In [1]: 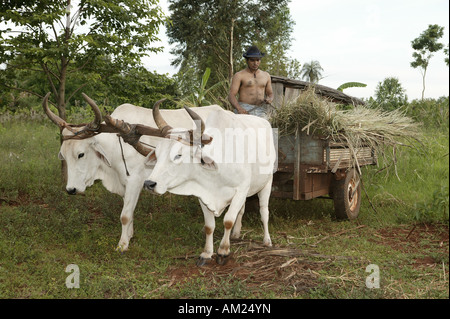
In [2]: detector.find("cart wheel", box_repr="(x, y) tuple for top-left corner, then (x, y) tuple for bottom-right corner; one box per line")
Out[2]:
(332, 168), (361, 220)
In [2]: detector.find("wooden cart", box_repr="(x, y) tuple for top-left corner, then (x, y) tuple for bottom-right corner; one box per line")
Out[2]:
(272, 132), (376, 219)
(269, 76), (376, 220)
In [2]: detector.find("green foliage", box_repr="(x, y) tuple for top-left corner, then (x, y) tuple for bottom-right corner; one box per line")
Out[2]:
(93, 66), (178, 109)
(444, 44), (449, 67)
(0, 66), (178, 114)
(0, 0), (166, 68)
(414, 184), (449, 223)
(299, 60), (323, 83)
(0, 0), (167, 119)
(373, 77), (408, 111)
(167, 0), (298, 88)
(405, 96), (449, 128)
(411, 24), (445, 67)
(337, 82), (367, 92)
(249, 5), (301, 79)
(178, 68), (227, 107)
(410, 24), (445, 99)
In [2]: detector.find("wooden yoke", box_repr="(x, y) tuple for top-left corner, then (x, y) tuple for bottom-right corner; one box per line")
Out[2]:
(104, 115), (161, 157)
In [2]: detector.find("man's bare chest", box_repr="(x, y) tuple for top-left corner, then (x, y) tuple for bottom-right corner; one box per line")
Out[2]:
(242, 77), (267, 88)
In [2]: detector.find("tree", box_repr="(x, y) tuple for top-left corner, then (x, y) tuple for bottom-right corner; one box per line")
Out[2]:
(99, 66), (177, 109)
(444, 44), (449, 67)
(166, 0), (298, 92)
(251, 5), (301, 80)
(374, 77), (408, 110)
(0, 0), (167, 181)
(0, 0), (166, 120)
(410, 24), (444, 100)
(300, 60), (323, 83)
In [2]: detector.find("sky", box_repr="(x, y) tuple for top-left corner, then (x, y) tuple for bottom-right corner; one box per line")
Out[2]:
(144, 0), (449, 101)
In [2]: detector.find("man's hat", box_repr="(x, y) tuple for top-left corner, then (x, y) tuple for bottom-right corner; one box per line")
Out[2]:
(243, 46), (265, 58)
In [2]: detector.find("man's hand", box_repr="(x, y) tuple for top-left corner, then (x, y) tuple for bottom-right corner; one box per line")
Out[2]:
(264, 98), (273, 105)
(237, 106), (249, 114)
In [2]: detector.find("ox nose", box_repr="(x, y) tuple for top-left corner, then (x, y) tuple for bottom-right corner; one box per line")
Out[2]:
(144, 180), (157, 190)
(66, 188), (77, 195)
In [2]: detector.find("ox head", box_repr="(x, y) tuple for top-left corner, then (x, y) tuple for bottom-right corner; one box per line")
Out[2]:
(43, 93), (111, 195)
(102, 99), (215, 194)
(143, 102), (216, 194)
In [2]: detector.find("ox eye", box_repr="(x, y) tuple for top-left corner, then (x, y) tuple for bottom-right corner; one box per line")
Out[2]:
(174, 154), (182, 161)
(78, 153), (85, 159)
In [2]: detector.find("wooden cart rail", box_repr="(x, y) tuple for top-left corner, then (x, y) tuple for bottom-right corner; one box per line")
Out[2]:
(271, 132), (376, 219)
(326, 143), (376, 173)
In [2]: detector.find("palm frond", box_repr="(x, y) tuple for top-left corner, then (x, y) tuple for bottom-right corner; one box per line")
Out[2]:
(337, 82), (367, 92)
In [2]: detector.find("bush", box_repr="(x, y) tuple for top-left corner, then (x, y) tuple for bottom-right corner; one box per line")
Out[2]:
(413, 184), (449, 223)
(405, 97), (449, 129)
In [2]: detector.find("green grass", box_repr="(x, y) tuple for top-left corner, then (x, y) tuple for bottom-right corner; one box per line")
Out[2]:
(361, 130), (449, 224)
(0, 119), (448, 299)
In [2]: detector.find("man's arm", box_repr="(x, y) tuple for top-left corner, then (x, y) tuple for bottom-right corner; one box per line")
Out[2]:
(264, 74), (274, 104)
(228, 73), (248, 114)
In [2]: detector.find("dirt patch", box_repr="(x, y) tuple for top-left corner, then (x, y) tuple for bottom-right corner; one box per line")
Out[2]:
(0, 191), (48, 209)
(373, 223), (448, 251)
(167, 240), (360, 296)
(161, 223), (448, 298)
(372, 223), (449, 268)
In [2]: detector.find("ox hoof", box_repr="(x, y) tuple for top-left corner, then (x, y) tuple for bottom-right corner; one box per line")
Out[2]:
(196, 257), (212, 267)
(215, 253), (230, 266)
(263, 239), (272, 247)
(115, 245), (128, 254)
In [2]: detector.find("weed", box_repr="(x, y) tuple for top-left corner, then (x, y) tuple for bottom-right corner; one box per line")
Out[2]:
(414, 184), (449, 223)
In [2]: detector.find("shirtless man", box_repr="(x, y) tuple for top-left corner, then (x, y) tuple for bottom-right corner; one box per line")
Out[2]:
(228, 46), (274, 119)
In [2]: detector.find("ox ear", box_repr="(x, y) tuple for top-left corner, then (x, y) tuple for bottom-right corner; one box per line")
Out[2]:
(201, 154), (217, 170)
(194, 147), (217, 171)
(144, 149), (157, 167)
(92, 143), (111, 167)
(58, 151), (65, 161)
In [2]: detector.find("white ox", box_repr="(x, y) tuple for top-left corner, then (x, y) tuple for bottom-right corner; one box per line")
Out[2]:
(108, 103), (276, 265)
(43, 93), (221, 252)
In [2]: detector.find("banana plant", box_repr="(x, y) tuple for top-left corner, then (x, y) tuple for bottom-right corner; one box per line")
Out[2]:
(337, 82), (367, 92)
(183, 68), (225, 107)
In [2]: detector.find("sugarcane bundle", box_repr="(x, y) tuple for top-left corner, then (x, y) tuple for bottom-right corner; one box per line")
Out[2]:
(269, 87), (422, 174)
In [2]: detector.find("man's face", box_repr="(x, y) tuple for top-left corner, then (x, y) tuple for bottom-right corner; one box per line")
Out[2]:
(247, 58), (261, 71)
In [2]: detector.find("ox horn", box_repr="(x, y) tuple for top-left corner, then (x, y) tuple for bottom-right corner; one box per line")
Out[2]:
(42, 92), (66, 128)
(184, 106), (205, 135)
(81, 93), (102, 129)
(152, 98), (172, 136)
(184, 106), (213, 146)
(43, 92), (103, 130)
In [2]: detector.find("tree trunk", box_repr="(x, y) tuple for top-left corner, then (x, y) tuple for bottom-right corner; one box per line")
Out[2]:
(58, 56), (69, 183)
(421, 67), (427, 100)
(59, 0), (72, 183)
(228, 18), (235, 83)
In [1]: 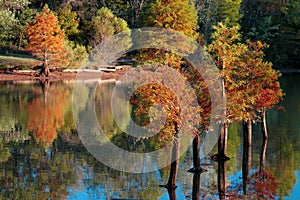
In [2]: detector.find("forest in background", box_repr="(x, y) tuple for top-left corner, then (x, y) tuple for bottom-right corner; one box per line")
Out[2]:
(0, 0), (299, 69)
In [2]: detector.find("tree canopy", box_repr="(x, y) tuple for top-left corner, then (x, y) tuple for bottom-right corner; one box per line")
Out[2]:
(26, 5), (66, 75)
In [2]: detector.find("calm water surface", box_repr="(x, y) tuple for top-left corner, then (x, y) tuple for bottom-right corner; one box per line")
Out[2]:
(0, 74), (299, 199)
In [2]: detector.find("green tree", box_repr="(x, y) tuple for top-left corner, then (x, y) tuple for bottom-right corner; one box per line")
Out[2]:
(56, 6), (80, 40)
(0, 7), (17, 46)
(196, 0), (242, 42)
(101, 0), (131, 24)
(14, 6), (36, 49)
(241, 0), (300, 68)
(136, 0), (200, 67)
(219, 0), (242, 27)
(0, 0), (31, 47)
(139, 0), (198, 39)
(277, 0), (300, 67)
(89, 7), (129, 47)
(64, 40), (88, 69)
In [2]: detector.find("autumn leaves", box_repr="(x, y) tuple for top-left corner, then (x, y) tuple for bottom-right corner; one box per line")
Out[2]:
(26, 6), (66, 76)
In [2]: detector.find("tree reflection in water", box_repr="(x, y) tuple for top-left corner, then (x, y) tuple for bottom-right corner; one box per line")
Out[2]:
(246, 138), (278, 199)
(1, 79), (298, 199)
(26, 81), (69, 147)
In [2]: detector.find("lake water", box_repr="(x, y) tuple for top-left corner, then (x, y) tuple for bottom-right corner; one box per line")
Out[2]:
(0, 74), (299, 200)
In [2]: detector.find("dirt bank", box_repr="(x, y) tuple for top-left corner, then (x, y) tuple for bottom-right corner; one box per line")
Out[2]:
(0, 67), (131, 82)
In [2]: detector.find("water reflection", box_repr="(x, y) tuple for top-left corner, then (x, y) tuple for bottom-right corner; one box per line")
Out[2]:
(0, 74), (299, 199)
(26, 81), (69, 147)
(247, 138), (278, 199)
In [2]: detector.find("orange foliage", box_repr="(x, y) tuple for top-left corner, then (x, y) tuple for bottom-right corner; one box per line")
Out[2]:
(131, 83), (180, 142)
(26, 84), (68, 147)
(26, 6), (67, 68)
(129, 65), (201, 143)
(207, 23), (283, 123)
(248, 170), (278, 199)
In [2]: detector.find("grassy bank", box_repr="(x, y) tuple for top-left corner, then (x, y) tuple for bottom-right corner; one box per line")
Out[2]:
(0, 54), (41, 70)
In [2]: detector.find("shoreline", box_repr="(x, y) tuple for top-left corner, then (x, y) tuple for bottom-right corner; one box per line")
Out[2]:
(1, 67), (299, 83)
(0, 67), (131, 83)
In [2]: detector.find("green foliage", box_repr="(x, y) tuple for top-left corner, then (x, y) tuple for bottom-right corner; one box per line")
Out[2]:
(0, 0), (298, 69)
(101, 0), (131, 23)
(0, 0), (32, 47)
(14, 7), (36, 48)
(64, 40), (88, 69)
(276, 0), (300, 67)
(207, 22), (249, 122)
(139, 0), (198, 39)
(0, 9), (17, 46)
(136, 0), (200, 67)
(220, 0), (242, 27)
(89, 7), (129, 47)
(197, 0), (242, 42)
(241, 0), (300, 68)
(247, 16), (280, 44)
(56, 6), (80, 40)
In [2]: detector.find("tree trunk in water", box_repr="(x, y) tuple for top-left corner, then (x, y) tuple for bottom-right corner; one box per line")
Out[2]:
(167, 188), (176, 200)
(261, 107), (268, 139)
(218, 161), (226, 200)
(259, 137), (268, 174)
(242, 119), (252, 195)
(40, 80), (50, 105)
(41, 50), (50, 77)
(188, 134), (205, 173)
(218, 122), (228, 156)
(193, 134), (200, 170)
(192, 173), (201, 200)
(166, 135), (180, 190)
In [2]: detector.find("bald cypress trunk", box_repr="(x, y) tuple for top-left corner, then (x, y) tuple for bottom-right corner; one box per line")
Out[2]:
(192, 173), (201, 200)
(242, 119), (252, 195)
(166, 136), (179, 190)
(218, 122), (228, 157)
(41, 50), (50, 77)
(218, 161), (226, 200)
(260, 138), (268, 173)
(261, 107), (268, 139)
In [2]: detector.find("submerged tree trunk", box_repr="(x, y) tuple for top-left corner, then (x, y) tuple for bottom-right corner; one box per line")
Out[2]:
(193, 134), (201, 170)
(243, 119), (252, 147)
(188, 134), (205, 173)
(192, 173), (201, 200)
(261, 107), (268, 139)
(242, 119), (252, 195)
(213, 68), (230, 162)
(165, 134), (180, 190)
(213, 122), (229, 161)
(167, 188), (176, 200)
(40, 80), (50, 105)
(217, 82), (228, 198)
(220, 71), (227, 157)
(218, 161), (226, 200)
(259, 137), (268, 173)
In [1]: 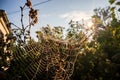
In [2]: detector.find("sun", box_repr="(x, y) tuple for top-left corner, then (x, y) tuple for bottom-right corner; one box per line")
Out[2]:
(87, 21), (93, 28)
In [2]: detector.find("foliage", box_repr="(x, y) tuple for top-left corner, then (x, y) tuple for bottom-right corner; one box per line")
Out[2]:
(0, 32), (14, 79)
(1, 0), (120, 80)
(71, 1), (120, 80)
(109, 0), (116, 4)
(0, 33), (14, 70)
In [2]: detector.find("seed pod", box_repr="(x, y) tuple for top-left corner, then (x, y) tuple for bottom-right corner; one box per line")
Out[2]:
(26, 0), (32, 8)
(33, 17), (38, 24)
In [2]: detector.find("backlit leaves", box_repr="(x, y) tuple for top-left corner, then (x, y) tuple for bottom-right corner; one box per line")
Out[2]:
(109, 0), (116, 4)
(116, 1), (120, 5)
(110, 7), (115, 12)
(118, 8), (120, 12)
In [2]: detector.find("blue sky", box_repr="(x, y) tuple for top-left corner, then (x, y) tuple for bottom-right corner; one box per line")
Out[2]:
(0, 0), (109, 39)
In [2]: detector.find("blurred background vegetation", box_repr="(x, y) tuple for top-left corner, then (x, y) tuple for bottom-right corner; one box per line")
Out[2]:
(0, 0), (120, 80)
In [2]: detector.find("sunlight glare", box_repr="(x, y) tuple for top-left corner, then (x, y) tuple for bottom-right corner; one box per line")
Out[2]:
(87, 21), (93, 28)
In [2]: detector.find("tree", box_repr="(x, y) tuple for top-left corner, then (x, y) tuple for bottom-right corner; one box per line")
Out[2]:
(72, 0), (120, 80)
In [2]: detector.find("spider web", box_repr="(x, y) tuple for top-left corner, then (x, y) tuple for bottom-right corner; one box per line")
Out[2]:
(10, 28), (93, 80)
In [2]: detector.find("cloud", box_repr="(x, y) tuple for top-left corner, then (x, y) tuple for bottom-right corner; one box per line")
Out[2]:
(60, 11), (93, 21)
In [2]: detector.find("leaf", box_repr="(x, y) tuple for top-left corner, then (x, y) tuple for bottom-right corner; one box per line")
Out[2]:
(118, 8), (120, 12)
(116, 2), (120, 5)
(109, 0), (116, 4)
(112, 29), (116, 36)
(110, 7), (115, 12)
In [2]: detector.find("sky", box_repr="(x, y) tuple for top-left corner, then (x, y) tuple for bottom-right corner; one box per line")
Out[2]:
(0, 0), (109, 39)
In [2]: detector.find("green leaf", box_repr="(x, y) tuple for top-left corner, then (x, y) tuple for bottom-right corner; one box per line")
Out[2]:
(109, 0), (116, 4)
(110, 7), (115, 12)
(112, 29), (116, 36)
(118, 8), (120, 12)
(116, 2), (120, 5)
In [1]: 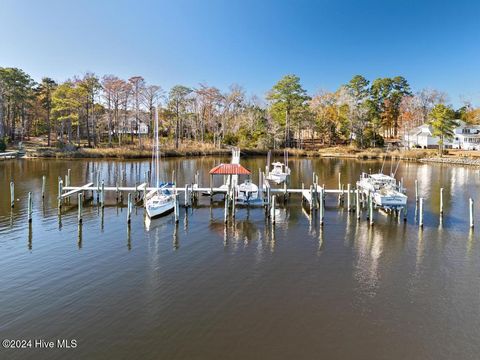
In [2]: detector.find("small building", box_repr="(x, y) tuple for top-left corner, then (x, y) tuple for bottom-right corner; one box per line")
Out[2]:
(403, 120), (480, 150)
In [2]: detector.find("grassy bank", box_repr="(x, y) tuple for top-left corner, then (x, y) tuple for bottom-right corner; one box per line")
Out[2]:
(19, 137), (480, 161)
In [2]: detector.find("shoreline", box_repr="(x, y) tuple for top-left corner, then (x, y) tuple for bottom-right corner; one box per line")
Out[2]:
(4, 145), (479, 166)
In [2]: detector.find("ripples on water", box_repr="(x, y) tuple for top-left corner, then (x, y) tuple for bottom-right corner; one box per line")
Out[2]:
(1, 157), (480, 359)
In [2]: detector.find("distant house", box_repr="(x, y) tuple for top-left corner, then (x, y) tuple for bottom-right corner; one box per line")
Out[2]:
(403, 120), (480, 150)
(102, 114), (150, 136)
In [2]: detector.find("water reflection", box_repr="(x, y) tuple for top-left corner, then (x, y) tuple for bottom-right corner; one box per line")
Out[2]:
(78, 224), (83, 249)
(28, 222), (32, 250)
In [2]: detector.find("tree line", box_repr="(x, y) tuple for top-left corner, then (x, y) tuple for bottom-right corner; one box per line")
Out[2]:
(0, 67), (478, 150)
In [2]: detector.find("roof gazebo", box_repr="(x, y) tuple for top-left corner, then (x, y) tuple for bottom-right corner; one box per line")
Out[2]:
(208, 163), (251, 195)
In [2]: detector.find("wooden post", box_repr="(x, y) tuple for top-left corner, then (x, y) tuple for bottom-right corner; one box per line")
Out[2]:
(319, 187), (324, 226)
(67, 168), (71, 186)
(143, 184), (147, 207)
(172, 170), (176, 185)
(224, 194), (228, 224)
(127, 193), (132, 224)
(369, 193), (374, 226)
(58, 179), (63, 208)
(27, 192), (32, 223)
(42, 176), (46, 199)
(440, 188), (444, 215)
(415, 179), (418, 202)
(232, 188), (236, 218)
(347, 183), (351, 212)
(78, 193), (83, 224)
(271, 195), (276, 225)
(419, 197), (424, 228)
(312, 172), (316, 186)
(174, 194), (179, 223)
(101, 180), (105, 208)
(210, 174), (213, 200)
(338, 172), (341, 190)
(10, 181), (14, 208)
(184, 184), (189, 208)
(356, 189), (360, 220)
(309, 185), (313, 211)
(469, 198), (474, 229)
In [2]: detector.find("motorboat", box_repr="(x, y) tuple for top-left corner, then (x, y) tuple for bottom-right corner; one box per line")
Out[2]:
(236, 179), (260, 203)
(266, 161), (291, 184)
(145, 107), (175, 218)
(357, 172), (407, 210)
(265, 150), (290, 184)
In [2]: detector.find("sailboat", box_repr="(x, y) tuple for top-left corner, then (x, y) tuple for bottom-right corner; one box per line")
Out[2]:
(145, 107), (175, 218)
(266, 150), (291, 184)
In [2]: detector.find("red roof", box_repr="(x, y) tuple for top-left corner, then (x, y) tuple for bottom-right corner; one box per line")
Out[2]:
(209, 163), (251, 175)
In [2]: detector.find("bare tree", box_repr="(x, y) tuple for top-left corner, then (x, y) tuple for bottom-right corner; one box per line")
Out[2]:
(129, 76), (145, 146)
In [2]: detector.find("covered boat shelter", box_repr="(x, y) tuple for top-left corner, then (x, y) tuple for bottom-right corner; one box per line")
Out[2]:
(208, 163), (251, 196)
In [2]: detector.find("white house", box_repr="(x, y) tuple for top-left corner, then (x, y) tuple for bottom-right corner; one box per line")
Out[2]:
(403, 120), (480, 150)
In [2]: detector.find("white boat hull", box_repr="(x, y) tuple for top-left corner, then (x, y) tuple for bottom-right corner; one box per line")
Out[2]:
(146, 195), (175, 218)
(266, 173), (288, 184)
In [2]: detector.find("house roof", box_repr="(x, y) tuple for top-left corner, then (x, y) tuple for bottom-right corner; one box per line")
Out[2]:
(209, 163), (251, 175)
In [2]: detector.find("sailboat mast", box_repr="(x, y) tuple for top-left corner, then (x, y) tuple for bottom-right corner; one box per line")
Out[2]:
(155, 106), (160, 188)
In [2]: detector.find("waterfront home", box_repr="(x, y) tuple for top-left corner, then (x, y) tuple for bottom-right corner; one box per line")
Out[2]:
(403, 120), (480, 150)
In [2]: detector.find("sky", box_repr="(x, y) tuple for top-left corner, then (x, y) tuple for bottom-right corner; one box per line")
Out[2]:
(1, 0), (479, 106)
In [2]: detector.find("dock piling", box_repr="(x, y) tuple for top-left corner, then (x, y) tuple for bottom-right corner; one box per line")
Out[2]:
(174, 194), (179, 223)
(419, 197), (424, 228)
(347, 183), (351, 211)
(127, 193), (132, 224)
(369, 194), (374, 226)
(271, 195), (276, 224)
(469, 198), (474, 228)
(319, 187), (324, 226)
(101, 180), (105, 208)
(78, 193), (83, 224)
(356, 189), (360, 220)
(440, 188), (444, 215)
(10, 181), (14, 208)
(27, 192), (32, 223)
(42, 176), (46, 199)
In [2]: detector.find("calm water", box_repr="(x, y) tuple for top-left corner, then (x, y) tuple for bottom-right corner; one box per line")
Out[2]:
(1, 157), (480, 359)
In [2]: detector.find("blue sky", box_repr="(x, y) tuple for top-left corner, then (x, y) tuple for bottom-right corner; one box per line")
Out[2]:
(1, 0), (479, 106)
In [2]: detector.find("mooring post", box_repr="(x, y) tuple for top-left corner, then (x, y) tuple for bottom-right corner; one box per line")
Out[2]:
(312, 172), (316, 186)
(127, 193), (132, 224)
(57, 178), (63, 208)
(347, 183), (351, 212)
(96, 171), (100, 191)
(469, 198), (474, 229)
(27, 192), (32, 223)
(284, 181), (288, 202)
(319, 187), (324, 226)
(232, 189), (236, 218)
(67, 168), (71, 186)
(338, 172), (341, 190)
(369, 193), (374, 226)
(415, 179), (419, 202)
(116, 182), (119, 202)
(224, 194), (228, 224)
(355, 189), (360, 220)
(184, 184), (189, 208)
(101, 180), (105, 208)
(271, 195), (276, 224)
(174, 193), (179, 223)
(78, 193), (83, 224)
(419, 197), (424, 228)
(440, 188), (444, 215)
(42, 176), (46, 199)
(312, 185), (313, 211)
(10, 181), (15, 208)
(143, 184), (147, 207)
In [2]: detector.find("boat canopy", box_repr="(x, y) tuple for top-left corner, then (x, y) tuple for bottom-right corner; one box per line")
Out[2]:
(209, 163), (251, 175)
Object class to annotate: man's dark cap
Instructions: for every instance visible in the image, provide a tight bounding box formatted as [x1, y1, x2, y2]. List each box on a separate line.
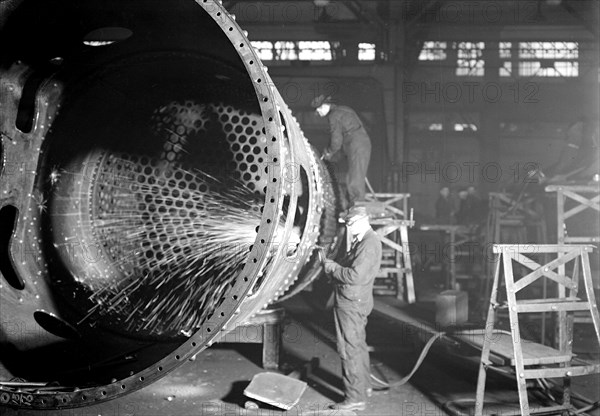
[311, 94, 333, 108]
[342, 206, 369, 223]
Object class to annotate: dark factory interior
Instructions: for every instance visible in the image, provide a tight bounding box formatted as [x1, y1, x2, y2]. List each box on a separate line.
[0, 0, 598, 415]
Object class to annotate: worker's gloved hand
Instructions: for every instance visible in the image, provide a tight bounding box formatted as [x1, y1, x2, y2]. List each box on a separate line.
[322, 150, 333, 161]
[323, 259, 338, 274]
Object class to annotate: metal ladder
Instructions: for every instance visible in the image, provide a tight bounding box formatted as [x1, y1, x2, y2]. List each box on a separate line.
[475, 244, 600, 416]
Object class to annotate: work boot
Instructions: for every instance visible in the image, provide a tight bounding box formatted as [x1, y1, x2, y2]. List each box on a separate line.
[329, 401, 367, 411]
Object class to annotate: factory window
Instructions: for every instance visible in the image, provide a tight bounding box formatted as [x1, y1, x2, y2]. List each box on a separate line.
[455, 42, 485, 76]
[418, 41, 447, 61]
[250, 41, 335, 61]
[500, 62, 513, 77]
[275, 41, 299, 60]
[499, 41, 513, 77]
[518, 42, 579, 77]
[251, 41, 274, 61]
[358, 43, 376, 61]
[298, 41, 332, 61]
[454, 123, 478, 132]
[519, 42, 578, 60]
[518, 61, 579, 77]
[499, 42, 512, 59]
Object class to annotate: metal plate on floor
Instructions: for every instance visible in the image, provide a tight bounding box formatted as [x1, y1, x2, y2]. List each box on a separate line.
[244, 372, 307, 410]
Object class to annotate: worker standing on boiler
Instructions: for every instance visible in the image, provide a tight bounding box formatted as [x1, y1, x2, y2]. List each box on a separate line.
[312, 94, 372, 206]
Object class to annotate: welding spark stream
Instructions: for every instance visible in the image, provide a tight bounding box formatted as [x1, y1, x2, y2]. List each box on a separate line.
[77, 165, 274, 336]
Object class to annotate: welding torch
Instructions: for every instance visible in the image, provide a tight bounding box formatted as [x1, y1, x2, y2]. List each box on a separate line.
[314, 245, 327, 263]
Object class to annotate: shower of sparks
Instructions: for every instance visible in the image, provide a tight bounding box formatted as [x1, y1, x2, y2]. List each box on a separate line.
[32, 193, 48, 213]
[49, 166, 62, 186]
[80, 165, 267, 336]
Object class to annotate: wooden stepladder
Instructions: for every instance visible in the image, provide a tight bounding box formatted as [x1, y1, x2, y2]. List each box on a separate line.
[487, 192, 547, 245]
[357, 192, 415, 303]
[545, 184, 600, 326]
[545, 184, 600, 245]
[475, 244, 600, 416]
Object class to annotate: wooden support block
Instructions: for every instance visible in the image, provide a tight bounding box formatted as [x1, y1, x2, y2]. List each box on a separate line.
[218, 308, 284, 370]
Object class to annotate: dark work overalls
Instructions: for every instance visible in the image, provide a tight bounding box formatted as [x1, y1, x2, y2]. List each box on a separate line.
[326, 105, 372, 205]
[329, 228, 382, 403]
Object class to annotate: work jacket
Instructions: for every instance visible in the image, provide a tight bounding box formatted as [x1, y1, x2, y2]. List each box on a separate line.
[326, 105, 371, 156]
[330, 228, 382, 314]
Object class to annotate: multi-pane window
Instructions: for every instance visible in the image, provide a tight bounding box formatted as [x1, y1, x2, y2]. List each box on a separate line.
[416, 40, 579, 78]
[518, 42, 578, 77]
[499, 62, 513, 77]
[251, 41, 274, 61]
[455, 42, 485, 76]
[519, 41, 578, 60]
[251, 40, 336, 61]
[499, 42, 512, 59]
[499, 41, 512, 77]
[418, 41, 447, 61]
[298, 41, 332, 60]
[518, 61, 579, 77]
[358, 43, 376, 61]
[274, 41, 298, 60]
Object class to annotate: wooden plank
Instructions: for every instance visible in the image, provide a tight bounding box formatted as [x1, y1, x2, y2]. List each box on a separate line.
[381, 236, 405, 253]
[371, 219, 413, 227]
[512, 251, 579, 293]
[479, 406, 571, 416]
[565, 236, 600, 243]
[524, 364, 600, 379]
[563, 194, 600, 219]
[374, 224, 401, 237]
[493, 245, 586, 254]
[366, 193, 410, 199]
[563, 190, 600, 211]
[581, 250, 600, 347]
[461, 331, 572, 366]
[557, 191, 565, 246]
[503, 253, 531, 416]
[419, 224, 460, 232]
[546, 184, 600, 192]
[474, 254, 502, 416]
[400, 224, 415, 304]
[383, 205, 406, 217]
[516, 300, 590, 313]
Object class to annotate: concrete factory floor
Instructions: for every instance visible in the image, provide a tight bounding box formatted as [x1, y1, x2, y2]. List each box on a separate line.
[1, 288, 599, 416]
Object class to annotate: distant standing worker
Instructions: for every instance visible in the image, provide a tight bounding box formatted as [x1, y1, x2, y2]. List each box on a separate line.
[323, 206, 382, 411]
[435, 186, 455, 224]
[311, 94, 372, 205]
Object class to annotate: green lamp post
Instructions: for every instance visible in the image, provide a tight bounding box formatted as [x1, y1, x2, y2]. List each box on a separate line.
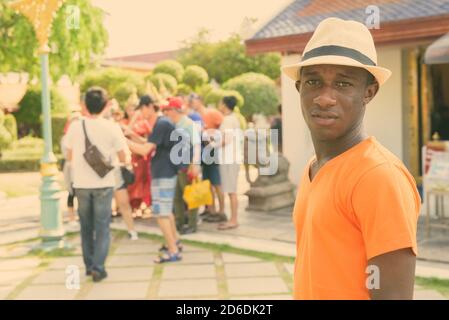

Description of the task: The answer must be a single number: how many lines above contain "hand".

Written answer: 2